• _WHAT YOU NEED TO DO_
a) Using the potato article, answer each question:
(i) In what town does Keith Masser farm?
(ii) Which potatoes from Idaho are described as tending toward dryness?
(iii) In what city is the Farm Show held?
b) Condense the paragraph of the potato article that begins "Masser is a seventh-generation potato farmer" into two sentences that keep its main facts.
c) List every place name that appears in the potato article.

• _PASSAGE PROVIDED_

BEGIN

If it's taste you want, reach for a moist and creamy Keuka Gold from Schuylkill County. You'll drop that Idaho spud like a hot . . .

Well, the way that Keith Masser sees it, the Idaho Potato Commission has about convinced people that Idaho is the only place to get your potatoes from, even though its Russet Burbanks - grown in irrigated, sandy soils - tend toward a dryness and don't have anywhere near the flavor of your basic Schuylkill County spud.

Masser is a seventh-generation potato farmer up in Sacramento, Pa., which is in northern Schuylkill County, "not California." I've called him up because it's a couple of days after my annual baked potato at the Farm Show in Harrisburg - which is to say a few weeks ago - and I'm curious whether it's being around all those draft horses and drafty halls at the largest indoor agricultural event in America that makes a potato seem better, or whether there's a reason that actually makes for a better-tasting potato.

END

• _DATA RECORDS_
BEGIN

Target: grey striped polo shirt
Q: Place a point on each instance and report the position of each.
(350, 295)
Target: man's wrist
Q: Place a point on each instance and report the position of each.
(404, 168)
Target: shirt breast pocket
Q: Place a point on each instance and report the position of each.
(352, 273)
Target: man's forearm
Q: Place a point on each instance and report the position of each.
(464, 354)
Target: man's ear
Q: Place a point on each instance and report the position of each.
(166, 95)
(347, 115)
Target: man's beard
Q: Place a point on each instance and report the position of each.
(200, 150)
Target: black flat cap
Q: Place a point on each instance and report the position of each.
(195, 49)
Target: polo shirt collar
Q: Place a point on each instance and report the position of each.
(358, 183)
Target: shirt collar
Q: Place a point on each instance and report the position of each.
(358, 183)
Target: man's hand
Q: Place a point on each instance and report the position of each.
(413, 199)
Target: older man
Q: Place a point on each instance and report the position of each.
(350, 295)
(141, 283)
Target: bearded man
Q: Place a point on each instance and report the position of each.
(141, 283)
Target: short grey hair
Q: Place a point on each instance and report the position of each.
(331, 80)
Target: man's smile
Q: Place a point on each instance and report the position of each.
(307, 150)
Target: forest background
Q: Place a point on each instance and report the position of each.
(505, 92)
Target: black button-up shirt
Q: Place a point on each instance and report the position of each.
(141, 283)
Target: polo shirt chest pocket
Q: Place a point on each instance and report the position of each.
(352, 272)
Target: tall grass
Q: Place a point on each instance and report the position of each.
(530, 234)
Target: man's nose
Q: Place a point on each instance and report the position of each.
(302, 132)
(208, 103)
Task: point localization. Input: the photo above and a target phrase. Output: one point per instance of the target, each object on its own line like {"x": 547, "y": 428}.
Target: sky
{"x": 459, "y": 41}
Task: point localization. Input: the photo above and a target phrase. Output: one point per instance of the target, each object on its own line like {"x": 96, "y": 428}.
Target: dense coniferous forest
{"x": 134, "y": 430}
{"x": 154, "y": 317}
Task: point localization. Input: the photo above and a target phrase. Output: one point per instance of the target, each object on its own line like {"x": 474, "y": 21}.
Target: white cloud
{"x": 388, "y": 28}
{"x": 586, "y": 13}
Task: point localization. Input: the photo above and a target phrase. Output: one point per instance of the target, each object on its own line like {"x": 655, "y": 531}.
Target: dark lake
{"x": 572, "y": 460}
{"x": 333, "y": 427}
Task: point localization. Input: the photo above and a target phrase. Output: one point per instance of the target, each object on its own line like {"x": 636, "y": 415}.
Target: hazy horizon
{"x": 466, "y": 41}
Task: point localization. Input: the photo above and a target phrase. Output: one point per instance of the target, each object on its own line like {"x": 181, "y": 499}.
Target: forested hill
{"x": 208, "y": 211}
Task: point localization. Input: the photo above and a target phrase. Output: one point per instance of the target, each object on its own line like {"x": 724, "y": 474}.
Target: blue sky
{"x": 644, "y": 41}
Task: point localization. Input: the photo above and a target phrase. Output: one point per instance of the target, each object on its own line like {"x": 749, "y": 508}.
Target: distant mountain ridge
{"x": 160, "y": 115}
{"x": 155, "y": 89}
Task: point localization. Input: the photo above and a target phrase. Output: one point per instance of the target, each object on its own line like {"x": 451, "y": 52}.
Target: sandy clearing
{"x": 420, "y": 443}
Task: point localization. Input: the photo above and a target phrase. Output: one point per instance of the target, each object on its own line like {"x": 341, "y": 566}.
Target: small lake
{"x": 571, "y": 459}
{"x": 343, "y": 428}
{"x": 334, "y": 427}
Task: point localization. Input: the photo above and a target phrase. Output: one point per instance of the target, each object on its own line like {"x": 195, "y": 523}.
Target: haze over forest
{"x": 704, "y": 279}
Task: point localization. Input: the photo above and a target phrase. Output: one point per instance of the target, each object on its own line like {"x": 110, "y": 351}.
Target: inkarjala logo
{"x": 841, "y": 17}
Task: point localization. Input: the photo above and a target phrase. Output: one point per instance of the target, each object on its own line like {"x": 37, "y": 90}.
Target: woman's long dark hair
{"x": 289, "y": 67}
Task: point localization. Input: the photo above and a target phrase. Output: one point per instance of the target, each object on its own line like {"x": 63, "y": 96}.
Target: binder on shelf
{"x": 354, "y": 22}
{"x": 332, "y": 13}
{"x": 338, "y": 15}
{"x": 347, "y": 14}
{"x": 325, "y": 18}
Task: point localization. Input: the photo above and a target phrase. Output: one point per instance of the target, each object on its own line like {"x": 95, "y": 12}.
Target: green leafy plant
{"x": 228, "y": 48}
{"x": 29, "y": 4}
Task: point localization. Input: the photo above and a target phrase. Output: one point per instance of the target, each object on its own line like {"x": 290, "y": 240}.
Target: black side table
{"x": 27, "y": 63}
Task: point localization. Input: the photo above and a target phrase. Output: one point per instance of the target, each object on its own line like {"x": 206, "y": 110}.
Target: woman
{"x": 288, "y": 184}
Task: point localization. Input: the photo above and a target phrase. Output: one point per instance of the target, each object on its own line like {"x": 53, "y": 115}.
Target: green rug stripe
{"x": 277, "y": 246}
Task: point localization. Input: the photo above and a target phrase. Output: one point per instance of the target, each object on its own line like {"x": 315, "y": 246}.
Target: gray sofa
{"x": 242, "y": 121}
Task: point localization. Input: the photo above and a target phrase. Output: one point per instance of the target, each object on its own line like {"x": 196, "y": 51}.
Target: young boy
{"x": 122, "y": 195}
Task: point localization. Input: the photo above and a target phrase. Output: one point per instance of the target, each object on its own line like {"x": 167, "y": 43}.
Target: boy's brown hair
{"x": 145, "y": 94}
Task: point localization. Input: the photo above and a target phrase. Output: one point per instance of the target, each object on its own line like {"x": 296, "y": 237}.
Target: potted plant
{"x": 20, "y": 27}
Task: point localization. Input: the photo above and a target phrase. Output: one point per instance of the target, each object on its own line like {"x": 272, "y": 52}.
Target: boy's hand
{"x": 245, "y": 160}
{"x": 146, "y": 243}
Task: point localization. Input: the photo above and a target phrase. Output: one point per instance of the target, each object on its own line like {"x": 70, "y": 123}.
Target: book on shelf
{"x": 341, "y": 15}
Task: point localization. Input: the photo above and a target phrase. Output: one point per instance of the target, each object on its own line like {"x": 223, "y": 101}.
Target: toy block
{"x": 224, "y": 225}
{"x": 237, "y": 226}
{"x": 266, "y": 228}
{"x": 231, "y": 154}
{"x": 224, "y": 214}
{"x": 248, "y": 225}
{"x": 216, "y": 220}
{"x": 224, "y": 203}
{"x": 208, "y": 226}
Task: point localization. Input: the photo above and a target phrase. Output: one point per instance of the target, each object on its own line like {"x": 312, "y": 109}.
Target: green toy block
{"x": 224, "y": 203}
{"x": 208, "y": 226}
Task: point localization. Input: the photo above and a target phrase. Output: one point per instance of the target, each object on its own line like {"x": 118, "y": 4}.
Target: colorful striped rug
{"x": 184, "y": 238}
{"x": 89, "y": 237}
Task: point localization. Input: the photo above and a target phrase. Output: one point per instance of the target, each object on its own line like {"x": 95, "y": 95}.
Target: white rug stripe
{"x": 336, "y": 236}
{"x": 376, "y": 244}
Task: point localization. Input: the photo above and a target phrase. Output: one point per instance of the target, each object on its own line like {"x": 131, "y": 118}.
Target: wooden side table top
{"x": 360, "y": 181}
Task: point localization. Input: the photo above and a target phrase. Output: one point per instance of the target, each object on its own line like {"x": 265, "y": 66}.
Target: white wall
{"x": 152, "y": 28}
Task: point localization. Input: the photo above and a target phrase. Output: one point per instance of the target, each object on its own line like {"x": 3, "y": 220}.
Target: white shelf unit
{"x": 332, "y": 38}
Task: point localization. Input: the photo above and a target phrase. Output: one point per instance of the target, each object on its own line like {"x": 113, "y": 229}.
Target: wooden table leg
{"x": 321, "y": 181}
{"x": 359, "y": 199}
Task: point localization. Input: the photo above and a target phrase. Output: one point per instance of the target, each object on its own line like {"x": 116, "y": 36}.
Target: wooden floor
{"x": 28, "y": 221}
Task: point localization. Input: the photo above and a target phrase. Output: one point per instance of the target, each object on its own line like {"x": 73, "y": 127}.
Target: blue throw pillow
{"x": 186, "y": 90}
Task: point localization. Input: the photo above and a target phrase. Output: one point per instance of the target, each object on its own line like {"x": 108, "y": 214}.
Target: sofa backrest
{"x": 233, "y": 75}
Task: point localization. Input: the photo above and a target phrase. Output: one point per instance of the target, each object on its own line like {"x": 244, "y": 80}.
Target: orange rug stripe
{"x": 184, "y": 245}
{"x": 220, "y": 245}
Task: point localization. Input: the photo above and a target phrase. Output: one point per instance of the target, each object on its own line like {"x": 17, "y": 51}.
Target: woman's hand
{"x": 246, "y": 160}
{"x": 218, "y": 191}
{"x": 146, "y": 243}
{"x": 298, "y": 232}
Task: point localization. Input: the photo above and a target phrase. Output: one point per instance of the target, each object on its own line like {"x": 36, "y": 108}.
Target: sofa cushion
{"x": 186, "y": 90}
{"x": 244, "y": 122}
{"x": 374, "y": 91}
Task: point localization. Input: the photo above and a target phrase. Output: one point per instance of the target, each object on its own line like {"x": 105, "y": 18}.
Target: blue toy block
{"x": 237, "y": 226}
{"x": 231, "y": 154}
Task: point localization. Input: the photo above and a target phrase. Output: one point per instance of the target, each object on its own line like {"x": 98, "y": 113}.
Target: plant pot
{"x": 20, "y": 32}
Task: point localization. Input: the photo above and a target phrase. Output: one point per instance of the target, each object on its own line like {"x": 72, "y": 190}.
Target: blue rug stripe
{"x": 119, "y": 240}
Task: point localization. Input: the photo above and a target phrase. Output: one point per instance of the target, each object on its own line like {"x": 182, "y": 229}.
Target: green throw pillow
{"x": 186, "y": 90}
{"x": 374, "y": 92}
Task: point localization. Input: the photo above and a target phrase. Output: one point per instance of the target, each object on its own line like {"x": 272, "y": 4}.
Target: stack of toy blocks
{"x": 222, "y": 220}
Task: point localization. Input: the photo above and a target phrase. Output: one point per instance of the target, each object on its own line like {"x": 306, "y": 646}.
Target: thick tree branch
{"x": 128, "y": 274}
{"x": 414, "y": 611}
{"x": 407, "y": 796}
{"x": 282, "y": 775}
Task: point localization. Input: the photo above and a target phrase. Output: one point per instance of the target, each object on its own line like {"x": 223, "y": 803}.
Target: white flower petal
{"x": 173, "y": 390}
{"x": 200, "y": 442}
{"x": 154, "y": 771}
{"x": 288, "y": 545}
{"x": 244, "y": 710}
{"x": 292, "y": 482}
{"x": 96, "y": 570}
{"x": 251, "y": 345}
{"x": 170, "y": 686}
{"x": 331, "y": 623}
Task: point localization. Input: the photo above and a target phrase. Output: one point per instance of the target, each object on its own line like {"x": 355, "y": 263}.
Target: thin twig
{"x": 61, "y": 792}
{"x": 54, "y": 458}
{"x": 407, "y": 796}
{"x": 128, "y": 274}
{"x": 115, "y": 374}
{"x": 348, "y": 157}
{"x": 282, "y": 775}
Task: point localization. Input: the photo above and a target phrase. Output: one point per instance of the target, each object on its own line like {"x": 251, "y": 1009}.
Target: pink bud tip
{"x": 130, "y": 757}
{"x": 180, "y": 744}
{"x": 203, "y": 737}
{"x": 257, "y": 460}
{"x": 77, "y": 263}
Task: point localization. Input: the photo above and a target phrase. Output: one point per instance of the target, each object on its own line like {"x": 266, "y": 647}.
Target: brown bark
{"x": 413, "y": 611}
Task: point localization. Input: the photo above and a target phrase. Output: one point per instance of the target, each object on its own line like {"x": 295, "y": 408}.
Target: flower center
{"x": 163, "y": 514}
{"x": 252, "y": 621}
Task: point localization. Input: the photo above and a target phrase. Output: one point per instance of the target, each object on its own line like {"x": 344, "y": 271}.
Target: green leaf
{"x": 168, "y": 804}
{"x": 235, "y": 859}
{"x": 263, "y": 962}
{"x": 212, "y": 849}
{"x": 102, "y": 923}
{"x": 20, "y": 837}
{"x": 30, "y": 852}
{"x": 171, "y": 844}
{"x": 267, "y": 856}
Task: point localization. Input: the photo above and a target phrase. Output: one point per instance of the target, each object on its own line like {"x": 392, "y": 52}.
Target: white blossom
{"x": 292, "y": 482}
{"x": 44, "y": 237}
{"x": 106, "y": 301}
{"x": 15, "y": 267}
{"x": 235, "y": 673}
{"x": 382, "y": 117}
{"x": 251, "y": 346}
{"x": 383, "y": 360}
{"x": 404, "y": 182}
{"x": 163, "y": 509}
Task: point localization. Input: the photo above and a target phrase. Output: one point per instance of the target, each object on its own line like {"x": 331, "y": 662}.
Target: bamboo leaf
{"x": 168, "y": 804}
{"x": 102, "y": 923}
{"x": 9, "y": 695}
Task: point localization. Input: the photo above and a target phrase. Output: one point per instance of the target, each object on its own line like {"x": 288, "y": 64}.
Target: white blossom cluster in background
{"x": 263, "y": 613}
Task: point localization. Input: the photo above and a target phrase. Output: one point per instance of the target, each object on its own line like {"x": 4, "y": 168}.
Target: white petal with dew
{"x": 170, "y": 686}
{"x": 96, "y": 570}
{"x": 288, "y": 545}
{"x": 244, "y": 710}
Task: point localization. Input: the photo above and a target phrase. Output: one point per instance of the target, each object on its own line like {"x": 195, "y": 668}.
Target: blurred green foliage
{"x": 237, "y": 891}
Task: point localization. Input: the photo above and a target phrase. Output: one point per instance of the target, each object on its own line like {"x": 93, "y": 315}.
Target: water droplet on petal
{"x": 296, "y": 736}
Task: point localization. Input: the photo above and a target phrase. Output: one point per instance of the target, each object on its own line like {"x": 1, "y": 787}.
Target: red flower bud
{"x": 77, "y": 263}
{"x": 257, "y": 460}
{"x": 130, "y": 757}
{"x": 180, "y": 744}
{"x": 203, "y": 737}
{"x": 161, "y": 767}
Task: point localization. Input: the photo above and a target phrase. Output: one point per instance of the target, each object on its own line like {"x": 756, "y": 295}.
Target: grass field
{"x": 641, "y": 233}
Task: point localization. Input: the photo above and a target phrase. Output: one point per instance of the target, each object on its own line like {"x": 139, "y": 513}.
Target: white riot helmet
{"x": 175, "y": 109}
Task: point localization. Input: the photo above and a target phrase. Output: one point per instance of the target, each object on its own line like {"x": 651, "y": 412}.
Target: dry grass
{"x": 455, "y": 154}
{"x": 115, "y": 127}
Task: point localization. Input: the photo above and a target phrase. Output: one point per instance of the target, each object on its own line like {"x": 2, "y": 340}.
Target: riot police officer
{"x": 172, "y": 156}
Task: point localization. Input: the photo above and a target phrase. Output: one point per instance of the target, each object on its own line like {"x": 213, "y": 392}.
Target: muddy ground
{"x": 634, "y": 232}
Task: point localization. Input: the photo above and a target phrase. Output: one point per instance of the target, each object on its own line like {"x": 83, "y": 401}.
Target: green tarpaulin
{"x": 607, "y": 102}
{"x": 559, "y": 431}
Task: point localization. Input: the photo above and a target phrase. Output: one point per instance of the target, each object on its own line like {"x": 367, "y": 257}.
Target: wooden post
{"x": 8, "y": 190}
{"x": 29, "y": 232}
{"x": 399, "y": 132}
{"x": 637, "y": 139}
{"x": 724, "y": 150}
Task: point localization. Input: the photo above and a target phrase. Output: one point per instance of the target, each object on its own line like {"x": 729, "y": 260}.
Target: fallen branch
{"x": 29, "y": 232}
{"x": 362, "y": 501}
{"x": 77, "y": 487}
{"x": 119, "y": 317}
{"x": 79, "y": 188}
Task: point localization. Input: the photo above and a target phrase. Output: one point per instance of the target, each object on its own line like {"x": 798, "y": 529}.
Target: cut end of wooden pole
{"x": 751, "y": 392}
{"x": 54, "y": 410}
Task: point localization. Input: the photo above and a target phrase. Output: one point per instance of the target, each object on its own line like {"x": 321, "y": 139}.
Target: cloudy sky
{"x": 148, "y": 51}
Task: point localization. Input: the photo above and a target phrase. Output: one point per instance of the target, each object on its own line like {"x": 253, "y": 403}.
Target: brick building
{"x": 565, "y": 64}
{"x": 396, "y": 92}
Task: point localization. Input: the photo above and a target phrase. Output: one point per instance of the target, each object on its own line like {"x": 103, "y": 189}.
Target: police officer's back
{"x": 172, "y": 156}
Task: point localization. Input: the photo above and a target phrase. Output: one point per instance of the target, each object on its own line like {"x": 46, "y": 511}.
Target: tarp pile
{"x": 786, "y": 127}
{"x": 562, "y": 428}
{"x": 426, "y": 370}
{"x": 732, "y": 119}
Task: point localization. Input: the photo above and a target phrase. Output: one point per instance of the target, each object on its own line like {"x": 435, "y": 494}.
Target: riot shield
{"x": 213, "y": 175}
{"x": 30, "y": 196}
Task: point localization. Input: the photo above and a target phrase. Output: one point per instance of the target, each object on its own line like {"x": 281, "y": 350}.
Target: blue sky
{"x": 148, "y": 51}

END

• _WRITTEN RESPONSES_
a)
(i) Sacramento, Pa., in northern Schuylkill County.
(ii) Russet Burbanks, grown in irrigated, sandy soils.
(iii) Harrisburg.

b) Keith Masser is a seventh-generation potato farmer in Sacramento, Pa., in northern Schuylkill County, not California. The writer called him a few weeks ago, a couple of days after eating an annual baked potato at the Harrisburg Farm Show, America's largest indoor agricultural event, to ask whether the setting makes a potato seem better or whether something actually makes a potato taste better.

c)
- Schuylkill County
- Idaho
- Sacramento
- Pa.
- California
- Harrisburg
- America